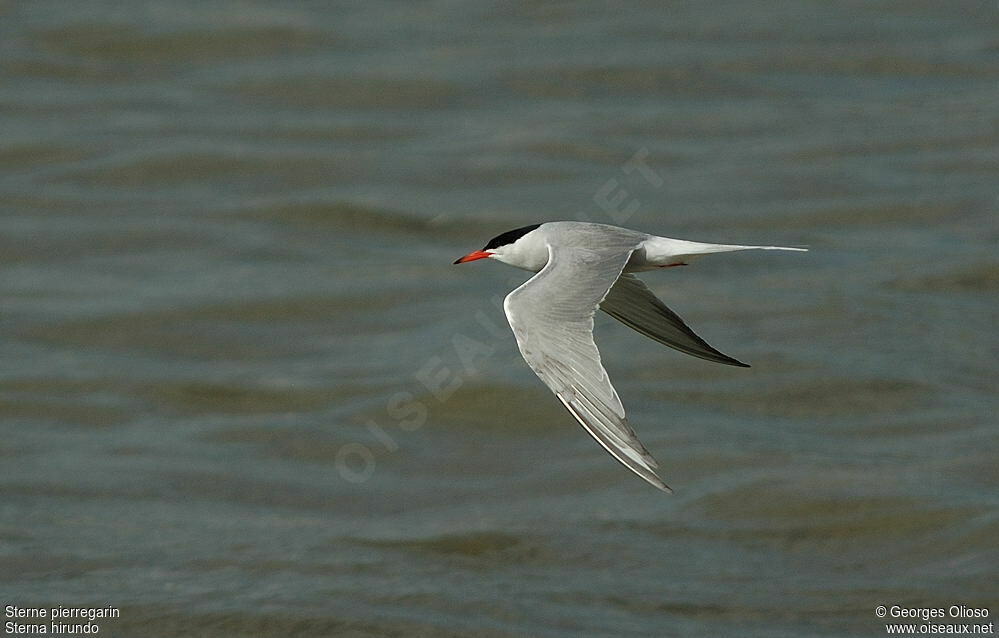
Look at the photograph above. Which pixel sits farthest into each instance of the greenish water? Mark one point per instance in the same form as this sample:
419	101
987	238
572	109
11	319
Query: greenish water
243	391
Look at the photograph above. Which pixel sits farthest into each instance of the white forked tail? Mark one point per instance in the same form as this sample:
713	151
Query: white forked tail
663	251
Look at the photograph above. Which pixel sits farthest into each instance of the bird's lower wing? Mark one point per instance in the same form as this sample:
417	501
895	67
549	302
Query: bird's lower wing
633	304
552	318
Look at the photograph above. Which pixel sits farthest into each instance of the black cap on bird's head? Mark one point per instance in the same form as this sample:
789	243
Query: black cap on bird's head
498	241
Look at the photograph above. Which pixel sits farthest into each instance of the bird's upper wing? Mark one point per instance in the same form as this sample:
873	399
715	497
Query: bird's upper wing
633	304
552	318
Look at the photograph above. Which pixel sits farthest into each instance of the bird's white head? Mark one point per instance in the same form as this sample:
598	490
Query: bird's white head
522	248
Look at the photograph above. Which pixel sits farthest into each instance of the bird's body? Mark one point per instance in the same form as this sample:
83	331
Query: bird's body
581	267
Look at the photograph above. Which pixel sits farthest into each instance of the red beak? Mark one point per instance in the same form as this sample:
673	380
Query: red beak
472	256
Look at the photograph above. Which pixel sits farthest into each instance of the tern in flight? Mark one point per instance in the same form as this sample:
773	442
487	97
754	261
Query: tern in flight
581	267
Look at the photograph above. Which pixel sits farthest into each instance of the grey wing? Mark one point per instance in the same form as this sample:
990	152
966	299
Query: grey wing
552	319
633	304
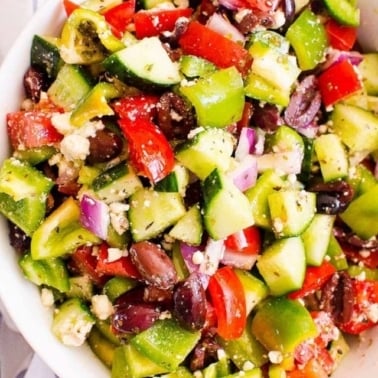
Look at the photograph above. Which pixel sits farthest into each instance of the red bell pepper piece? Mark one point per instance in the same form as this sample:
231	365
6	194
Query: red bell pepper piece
247	241
84	261
136	107
149	23
150	152
31	129
122	267
69	6
338	82
205	43
227	297
365	302
120	16
340	37
315	278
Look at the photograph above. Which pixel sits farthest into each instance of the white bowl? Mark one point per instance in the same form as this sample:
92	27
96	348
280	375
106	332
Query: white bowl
22	299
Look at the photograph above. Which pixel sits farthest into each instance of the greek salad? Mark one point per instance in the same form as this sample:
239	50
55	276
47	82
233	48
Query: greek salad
193	185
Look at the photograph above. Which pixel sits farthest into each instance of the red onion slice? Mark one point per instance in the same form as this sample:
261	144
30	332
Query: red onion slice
94	215
219	24
246	143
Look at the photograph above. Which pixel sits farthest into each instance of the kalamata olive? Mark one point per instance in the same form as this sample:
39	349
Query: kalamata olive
304	103
189	302
154	265
134	317
175	117
34	83
333	197
337	297
104	146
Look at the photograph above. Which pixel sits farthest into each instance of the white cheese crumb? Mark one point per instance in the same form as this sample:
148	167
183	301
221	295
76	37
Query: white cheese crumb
275	356
101	306
47	297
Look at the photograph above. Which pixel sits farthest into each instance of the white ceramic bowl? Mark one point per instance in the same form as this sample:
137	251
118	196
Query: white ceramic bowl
22	299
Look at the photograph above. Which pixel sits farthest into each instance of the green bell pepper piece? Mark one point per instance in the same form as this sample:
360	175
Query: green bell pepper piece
166	343
309	39
281	324
362	214
344	11
61	233
193	66
94	104
217	98
86	38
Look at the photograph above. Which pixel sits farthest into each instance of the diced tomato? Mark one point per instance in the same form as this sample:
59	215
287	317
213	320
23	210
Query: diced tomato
149	23
205	43
357	256
340	37
136	107
120	16
30	129
69	6
315	278
84	261
338	82
312	369
263	6
150	152
227	296
247	241
122	267
365	307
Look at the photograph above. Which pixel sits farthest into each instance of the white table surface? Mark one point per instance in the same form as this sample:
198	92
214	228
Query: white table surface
17	359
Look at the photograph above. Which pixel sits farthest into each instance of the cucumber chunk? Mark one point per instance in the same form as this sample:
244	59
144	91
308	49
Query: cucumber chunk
281	324
116	184
166	343
144	63
291	211
356	127
332	156
208	149
316	238
151	212
45	55
72	322
283	265
71	84
128	362
226	208
61	232
189	228
50	272
23	194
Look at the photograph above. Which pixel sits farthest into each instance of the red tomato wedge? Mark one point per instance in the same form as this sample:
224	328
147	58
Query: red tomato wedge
340	37
338	82
120	16
149	23
365	307
31	129
205	43
122	267
227	297
150	152
315	278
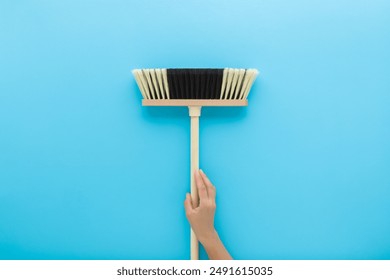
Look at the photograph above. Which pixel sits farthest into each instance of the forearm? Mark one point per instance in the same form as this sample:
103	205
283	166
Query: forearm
215	248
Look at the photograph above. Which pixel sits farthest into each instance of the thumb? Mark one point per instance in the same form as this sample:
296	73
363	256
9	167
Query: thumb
188	204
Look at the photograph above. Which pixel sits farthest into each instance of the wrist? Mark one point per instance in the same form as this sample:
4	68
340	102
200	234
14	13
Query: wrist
209	239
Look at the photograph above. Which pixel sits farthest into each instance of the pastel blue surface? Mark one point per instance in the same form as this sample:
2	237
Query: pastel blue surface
87	173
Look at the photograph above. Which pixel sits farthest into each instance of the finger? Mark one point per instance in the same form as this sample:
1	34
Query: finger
210	187
188	204
202	191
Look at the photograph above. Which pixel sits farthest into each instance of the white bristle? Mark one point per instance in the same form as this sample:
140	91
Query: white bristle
223	86
155	84
136	74
234	83
150	84
159	79
253	74
229	77
165	82
239	83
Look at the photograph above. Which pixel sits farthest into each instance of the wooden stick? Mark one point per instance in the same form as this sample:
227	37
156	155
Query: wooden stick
194	112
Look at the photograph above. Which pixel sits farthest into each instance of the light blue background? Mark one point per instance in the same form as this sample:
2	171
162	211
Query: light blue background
87	173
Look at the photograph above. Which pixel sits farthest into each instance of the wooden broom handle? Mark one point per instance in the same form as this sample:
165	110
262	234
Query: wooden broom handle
194	112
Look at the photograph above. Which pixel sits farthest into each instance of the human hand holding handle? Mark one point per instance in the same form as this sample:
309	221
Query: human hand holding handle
201	217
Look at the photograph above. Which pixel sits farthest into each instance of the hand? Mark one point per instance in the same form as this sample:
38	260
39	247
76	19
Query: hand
201	213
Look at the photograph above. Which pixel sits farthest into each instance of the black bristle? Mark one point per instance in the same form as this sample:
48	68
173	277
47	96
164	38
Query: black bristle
194	83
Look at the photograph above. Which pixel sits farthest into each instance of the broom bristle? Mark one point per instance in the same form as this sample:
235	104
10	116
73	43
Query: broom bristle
224	84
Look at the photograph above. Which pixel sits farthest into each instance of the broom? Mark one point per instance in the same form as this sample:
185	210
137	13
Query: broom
195	88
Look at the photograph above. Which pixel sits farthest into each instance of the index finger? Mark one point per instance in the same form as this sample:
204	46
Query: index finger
202	191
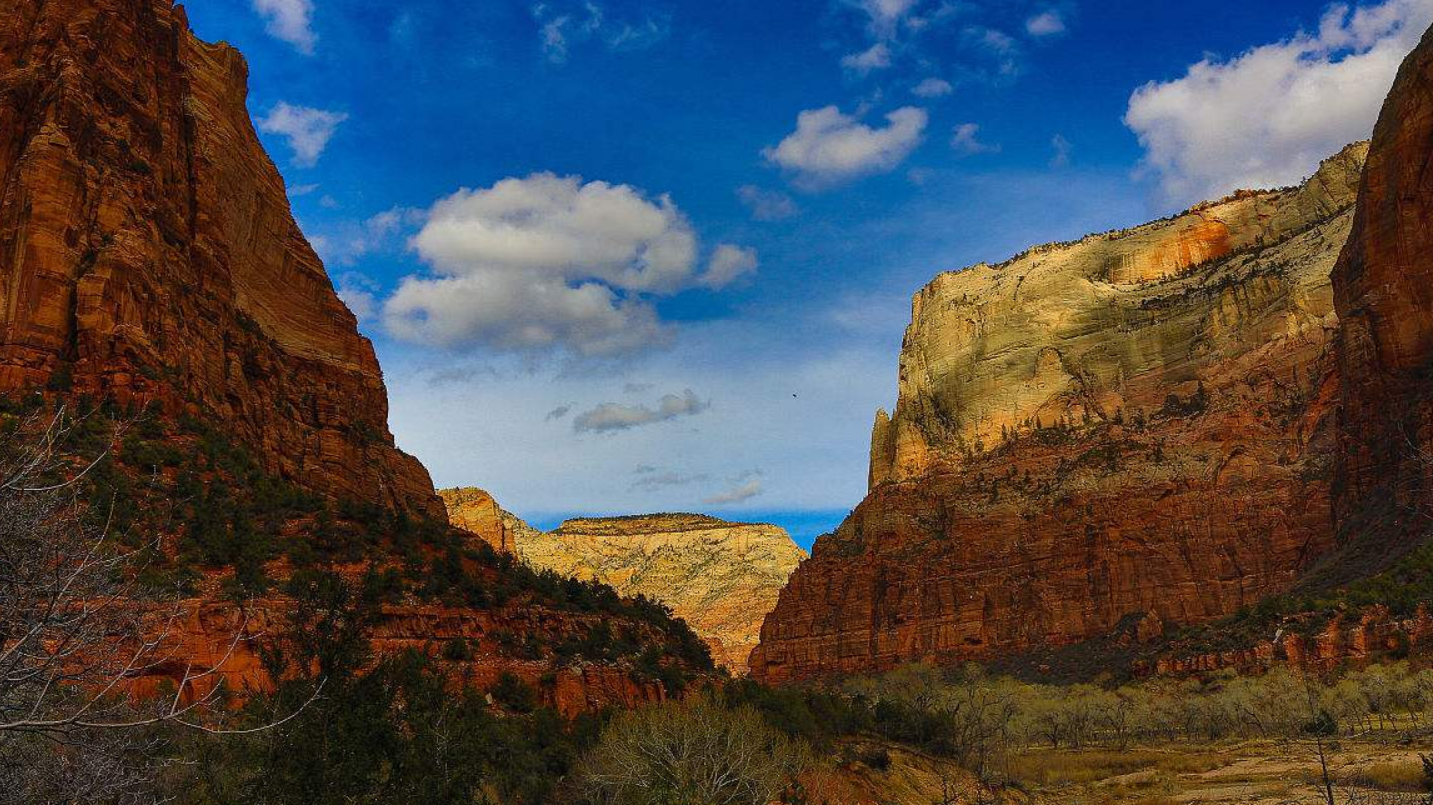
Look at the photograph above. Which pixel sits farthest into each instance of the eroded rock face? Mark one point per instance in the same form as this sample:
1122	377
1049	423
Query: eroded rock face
477	512
1135	426
718	576
1383	288
148	251
204	640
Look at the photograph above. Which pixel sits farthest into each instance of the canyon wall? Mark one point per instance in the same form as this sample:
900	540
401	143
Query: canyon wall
1383	290
149	255
720	577
1137	424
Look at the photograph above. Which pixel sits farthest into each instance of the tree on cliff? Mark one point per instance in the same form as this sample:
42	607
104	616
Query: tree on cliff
78	635
692	752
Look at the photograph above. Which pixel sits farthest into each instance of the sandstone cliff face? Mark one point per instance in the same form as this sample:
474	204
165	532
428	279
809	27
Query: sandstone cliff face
204	639
477	512
720	577
1139	423
148	255
148	252
1383	288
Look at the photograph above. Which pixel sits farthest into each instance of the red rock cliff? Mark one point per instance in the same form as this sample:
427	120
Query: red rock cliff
1091	433
148	251
1383	288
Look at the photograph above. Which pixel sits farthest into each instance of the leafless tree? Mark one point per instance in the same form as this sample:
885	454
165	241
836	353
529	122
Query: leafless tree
76	635
692	752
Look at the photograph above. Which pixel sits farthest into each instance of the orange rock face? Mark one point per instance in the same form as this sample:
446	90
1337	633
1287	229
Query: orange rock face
1383	287
1132	428
219	643
148	252
148	255
477	513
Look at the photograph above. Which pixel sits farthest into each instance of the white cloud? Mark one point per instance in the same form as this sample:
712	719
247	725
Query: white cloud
1062	151
744	487
1270	115
728	264
932	88
305	129
1048	23
828	146
886	15
346	242
874	58
652	479
767	205
546	262
966	141
563	25
290	20
616	417
360	294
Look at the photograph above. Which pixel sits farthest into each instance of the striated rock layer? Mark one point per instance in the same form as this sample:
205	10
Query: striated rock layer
477	513
1383	288
720	577
205	640
148	257
1135	424
148	251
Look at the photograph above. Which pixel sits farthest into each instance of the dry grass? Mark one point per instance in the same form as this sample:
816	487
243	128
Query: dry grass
1406	775
1055	768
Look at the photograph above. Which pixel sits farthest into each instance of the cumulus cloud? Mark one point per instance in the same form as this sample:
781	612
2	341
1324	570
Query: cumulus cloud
615	417
1062	151
546	262
1048	23
563	25
830	148
305	129
767	205
932	88
744	487
874	58
1270	115
728	264
966	141
884	15
652	479
346	242
290	20
360	294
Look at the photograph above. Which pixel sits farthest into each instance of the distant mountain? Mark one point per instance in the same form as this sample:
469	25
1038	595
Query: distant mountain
721	577
1101	446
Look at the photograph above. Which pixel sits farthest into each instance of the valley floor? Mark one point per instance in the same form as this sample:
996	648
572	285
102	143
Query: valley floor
1380	769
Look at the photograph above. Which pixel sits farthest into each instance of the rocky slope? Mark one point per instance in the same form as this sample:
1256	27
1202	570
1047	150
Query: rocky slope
720	577
151	262
1138	423
1383	290
149	252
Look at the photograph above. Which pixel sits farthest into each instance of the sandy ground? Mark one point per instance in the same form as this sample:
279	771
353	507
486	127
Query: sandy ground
871	772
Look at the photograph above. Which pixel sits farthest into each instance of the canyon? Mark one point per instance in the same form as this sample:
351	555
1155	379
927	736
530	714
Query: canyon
1141	427
720	577
1139	423
154	272
1151	430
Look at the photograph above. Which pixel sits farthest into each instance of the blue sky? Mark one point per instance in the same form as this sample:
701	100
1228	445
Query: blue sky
657	255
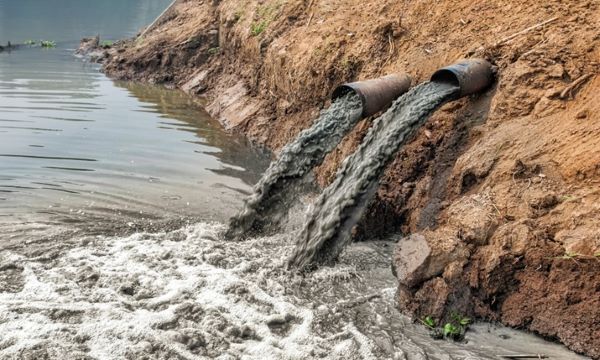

◇ ◇ ◇ ◇ ◇

◆ **What the task asks**
Find every line in the entries above that contains the string "cliff" and copy each one out in full. Only exact-case matches count.

◆ **Solved problem**
Look at the photograph above. Which pixel sits farthest into each instance of the tree on cliff? Mark one point per instance in the same form as this sample:
Query: tree on cliff
Look at the photograph above. Which pixel sits farthest into each instance of the sandstone cliff face? Mark one point per instance in the same form as this sample:
Query: sandstone cliff face
Look at the photograph above. Which pixel sits farthest into each instance of the red rock cliff? Mark one point per instance in the same form as this sample:
Query: red rock cliff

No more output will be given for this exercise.